- **List of tasks**:
1. In the excerpted text, rewrite the paragraph that begins "Our hosts cook kosher meat only" as a short bulleted list that keeps its main facts.
2. According to the excerpted text, how long does the other friend wait after a meat meal before serving dairy desserts?
3. List every waiting period between meat and dairy that the excerpted text mentions.

He said: "They're kosher."
She said: "I'm not so sure."
So I said: "Let me see the box."
Long story short: They weren't even kosher, much less pareve.
Our hosts cook kosher meat only and have separate dishes. But this isn't the first time that we've had to deal with a dairy/chalavi dessert after a fleishig/b'sari (meat/poultry) meal in their home. I don't get it. And one time, when I asked whether the dessert was parve, the host got downright insulted. I concluded that we should always bring our own parve dessert to their home rather than risk causing offense simply by asking that question.
This reminds me of another friend who also keeps a kosher kitchen, but serves dairy desserts only an hour after a meat meal. I don't think she's of Dutch ancestry, so I don't understand why she follows the Dutch tradition of waiting only one hour between meat and dairy when most folks follow either the three- or six-hour traditions. Again, we just bring our own parve dessert.
Bringing a parve dessert also helps in situations in which we're not sure that our hosts understand even the basic rules of kashrut.*
Moral of the story: Don't make a scene, just bring your own.
I wish we all had our hang-ups :(
One of our would-have-been hosts for Thanksgiving dinner invited us to what she dubbed a "Thanksgiving Sheini" (Second Thanksgiving) dinner on Sunday because she wanted to have a turkey dinner with friends after having fulfilled family obligations. The food was great--our hostess is a wonderful cook--but some of the other guests were not so much so. One guest not only made several cell-phone calls during the meal, but even put on a pair of earphones right at the dinner table just to listen to some sports event. How rude can you get?
Look, if you want to spend your time on the phone and/or watching or listening to a sports event, do all of us a favor and just stay home.

- **Data provided**:
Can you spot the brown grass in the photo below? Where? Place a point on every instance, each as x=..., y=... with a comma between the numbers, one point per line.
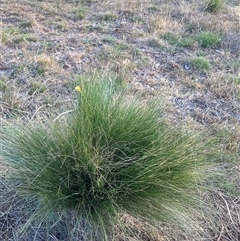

- **The answers**:
1.
- The hosts cook only kosher meat and keep separate dishes.
- More than once, they have served a dairy dessert after a meat or poultry meal.
- Once, the host was insulted when asked whether the dessert was parve.
- The writer decided to always bring a parve dessert to their home instead of risking offense by asking.

2. She waits only one hour.

3.
- One hour (the Dutch tradition)
- Three hours
- Six hours